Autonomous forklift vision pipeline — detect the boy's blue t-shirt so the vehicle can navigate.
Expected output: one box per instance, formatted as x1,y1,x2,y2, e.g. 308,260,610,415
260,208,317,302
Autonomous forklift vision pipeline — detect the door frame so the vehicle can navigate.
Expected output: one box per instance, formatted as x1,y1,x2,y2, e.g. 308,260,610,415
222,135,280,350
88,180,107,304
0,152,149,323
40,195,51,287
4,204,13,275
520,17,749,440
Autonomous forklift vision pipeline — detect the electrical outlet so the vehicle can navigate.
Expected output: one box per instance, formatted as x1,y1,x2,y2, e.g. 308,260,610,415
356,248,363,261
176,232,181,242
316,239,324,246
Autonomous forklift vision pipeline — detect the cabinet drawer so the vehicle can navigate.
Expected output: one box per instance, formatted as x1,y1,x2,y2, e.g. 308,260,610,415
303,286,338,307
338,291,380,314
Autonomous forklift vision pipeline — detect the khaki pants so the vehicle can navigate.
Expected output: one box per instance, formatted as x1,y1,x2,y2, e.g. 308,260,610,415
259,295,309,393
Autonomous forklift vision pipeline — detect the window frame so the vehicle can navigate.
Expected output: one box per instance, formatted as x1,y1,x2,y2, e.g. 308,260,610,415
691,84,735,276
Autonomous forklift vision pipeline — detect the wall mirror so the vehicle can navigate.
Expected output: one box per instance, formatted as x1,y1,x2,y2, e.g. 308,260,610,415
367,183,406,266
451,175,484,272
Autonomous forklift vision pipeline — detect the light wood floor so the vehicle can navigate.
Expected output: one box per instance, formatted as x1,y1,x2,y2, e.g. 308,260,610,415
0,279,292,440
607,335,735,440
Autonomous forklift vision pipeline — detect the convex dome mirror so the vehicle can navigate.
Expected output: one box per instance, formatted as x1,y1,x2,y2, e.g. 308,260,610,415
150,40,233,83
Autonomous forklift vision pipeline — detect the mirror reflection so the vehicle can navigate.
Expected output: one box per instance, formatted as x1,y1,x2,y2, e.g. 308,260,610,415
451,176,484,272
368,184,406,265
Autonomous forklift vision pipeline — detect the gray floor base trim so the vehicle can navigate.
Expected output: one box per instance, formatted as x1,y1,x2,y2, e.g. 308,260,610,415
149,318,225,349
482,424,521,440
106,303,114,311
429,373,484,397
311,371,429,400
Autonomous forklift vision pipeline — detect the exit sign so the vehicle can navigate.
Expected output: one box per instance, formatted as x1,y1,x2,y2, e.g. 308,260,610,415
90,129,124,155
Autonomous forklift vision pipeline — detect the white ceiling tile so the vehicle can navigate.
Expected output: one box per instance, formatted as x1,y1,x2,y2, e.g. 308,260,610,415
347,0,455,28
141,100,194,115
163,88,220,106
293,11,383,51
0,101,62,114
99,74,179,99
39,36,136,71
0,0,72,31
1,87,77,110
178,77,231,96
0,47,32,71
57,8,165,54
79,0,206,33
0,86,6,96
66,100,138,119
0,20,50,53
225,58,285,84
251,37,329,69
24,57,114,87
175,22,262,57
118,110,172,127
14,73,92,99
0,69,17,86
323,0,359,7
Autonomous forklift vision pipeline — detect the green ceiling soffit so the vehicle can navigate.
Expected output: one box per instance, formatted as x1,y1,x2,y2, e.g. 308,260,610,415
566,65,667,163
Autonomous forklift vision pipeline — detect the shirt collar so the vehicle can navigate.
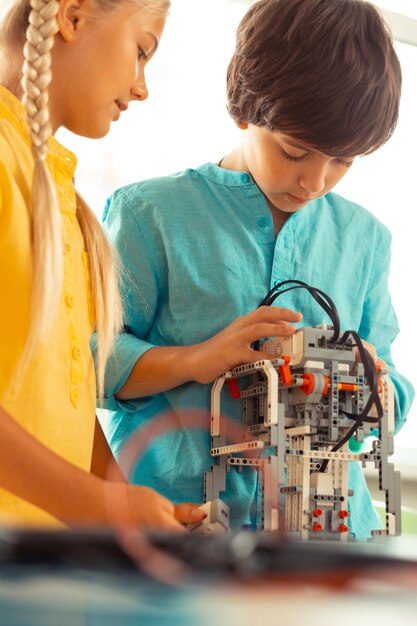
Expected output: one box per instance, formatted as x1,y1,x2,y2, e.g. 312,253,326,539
0,85,77,178
196,162,255,187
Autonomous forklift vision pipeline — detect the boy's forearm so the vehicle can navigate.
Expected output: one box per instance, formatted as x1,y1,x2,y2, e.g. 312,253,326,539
0,404,109,526
115,345,197,400
115,308,302,401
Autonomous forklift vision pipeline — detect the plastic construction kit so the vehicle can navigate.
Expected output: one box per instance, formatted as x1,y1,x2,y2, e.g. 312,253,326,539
201,281,400,541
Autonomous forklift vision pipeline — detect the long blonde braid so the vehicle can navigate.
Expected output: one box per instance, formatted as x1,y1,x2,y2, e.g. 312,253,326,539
16,0,62,383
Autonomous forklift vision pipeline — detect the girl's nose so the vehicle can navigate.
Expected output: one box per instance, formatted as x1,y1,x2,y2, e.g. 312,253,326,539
131,64,149,101
131,78,148,101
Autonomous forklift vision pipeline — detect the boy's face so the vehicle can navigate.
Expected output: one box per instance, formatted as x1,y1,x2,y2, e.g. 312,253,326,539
238,125,355,213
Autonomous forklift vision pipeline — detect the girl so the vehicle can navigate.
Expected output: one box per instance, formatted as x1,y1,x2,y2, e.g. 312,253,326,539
0,0,204,529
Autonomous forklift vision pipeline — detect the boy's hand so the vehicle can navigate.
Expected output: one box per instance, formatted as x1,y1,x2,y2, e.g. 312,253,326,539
187,306,302,384
355,339,388,371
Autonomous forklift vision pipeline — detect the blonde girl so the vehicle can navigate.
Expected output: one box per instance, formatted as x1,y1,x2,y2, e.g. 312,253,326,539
0,0,203,529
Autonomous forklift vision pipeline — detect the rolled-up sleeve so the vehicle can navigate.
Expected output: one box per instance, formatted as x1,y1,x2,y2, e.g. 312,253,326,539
93,190,161,411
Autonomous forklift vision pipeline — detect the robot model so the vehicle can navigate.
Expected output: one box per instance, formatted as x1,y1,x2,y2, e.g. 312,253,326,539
198,281,400,541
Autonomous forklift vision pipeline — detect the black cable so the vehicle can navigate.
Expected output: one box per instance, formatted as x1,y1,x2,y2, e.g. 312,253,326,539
259,280,340,343
319,330,383,472
256,281,384,472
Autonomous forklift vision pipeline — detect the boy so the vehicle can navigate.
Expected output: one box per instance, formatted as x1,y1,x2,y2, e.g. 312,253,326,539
98,0,414,539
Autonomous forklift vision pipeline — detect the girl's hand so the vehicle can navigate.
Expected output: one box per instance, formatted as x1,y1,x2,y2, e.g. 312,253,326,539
355,339,388,371
174,503,207,525
107,484,205,532
187,306,302,384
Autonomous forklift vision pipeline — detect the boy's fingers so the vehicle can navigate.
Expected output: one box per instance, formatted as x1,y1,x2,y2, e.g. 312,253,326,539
245,322,297,343
255,306,303,323
354,344,377,363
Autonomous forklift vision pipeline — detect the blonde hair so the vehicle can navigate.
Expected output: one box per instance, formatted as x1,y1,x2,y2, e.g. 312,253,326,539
4,0,169,398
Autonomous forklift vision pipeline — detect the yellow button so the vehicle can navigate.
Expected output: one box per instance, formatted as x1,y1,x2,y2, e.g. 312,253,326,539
65,294,75,308
71,387,80,405
72,346,81,359
63,242,72,254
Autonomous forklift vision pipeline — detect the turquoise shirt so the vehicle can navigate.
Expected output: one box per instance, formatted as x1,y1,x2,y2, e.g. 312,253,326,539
99,163,415,539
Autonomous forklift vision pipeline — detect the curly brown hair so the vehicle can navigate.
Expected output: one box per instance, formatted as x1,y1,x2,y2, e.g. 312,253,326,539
227,0,401,157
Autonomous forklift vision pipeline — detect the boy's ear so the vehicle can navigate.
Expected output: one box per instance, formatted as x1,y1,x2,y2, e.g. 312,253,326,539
236,121,249,130
56,0,90,42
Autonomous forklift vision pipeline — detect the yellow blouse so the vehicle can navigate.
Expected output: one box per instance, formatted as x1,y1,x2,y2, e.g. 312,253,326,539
0,86,96,526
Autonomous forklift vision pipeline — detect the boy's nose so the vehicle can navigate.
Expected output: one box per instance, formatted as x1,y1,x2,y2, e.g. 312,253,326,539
299,165,327,195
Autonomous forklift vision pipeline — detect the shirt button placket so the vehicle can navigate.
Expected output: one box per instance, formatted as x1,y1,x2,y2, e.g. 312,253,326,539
65,293,75,309
257,215,274,244
258,217,269,228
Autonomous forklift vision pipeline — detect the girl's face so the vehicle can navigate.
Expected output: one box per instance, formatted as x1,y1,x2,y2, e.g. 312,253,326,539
51,2,166,137
238,124,355,213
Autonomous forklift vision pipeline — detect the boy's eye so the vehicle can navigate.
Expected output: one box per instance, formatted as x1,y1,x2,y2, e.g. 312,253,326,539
334,158,353,168
282,150,353,168
282,150,306,163
137,47,148,61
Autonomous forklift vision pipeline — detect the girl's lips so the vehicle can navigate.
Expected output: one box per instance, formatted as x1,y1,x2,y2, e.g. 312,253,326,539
113,101,128,121
115,100,128,112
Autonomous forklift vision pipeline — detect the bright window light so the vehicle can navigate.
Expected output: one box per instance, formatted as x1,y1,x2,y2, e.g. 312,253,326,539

- - -

◆ **Requirement**: Scan the entries above for the word "yellow" and collect each line holding it.

◆ **Task solution**:
Autonomous forklift vision pipeline — detect the yellow button so the vehicle can navigate.
Autonomous forklift vision pipeline — detect the yellow blouse so the vehicle can navigate.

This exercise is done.